Pointing dataset records:

------

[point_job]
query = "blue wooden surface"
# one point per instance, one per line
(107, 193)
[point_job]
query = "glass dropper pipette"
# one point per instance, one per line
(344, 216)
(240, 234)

------

Reproduce every line of the material above without any change.

[point_job]
query = "blue wooden surface"
# one point per instance, one per line
(107, 193)
[point_job]
query = "glass dropper pipette"
# one point per instance, one per line
(344, 216)
(240, 234)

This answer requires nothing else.